You could...in theory...replace all the traces with wirewrap. sixteen pieces of wirewrap between U41 and SR2/5, and sixteen between SR2/5 and the ribbon connector; but that's a lot of work and it'd be really hacky. If you've never done a lot of board work; that much wirewrap gets really difficult to work with. Still, I would often times do that kind of stuff in the field just for the sake of not wanting to take the board back to the customers house 2 hours away.

Yeah the rest of the machine is in spotless shape. He's a trusted tech and I take him at his word. He did a fantastic job overall. It's definitely those SR2/5 connections. I slightly wiggled them to see what was up and when I rebooted, the left side is not flashing, and two of the segments are constantly lit (instead of four or five which flashed with the jackpot display). I may try to replace those traces at some point down the line. Theoretically, if I replaced just the 2-3 traces that are fried with wirewrap, that *should* do it without re-wiring the whole thing, right? The game plays perfectly and I just spent a bunch on new ramps/plastic/rubbers so I'm probably just going to deal with it for the time being. I'll be placing a rottendog board on my list. Heck, a replacement display was going to be $200+, $350 for a whole new board on a keeper pin isn't really that horrible in the grand scheme of things, right? (I just keep telling myself this, over and over...)

#22 9 years ago

That rework does look pretty good considering what the tech had to work with. I've worked on probably 10 corroded Sys11 MPUs in the last 6 months, and some of them get just downright ugly.

#23 9 years ago

You could send the board out for repair.

#24 9 years ago
Quoted from johnwartjr:

That rework does look pretty good considering what the tech had to work with. I've worked on probably 10 corroded Sys11 MPUs in the last 6 months, and some of them get just downright ugly.

Yeah, the game is 100% functional with no glitches or errors, except those segments that want to stay lit. Not bad, and I know the previous owner had over $700 in it with Brady last month. The tech gave it his all, he knows what he's doing, and if I have to live with a couple lit segments that don't effect the gameplay until I can save up for a new board, so be it. To me, this table is well worth it. Even factoring in a new board, between the ramps, plastics and rubbers, I'll still have less than $1500 invested in it. I have no problems ending up with a gorgeous, completely shopped Taxi with a new MPU for that price.

Quoted from pintechev:

You could send the board out for repair.

### Problem details
Continue the forum thread about the damaged pinball machine board from the point where it stops.

### Provided records
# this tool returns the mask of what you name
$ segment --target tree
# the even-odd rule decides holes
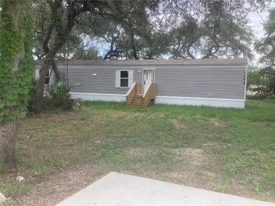
[[[0,161],[14,163],[16,136],[34,67],[31,1],[2,0],[0,23]]]
[[[269,12],[267,21],[263,25],[265,36],[255,43],[255,49],[262,56],[261,62],[275,67],[275,8]]]
[[[171,32],[172,58],[252,57],[252,32],[243,2],[197,1],[190,6]]]
[[[261,55],[260,61],[265,67],[254,73],[257,81],[254,89],[258,89],[262,98],[275,96],[275,8],[269,12],[267,21],[263,25],[265,36],[255,43],[255,49]]]
[[[131,34],[131,46],[132,56],[138,58],[135,49],[135,25],[142,22],[140,15],[146,12],[146,8],[155,6],[153,0],[141,1],[73,1],[73,0],[47,0],[50,8],[48,25],[45,27],[45,36],[43,38],[43,65],[41,68],[39,79],[36,87],[36,102],[34,104],[34,112],[43,111],[44,82],[50,67],[52,65],[56,77],[58,78],[58,68],[55,64],[56,54],[64,47],[74,28],[75,24],[81,23],[81,16],[89,14],[91,22],[101,17],[105,22],[116,21],[129,29]],[[152,3],[153,2],[153,3]],[[148,6],[147,6],[148,5]],[[125,29],[126,30],[126,29]]]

### Exercise answer
Just got back from the shop - this board been given all the life it's gonna get. With another Sys11 in the house (Police Force) I'm going to be better off in the long run, picking up a new rottendog and keeping this one as a working backup with a wonky display thing that I can always fall back on if something happens to either one down the road.

#25 9 years ago
Quoted from MonkeyGrass:

Yeah, the game is 100% functional with no glitches or errors, except those segments that want to stay lit. Not bad, and I know the previous owner had over $700 in it with Brady last month. The tech gave it his all, he knows what he's doing, and if I have to live with a couple lit segments that don't effect the gameplay until I can save up for a new board, so be it. To me, this table is well worth it. Even factoring in a new board, between the ramps, plastics and rubbers, I'll still have less than $1500 invested in it. I have no problems ending up with a gorgeous, completely shopped Taxi with a new MPU for that price.

Just got back from the shop - this board been given all the life it's gonna get. With another Sys11 in the house (Police Force) I'm going to be better off in the long run, picking up a new rottendog and keeping this one as a working backup with a wonky display thing that I can always fall back on if something happens to either one down the road.

My Taxi has a Rottendog in it and it's working great.

#26 9 years ago
Quoted from pintechev:

My Taxi has a Rottendog in it and it's working great.

Good to know, schonb25! It'll likely be a few months, but I think a rottendog is definitely in my future. I'm planning on keeping this pin for a (life) long time, so putting some money into it here and there doesn't freak me out, I'm not trying to flip it and long term, this is the better fix. It's worth it, IMO.

#27 9 years ago

Weird. I started it up last night, and no lit segments. After a couple games, the slowly started to fade back on. For the rest of the night, they randomly would pop back on for a game or two, then go back off.

Pretty sure something the tech re-traced on the board got hot enough to slightly loosen/soften the solder and create an intermittent short - and I think is has something to do with that strobe circuit dewdude was referring to. Hopefully, I can get that board out and clean up the excess and get this fixed for the time being!

1 month later
#28 9 years ago

Hi team-

I read with great interest this thread, as I have an Earthshaker that has the same two segments "on" in the the entire bottom row stuck in the lit position. This machine has been is storage a long time. When I opened her up I discover a corroded battery connector which I cleaned up enough to get it working. The stuck segments seems to be the only issue, but it sounds like I'm gonna have to pull the main board and replace the battery holder so I can clean and "repair" the traces, unless any of you have alternative suggestions. I flipped the data cable and jiggled connectors as suggested.

This is what it looks like.

Thank to you all for the participation in the forum

Michael

gogirl display.jpggogirl display.jpg
1 week later
#29 9 years ago

Yeah, seems like you are having the same issue. Battery corrosion right where the display traces lead to the ribbon cable, underneath the and around the battery holder.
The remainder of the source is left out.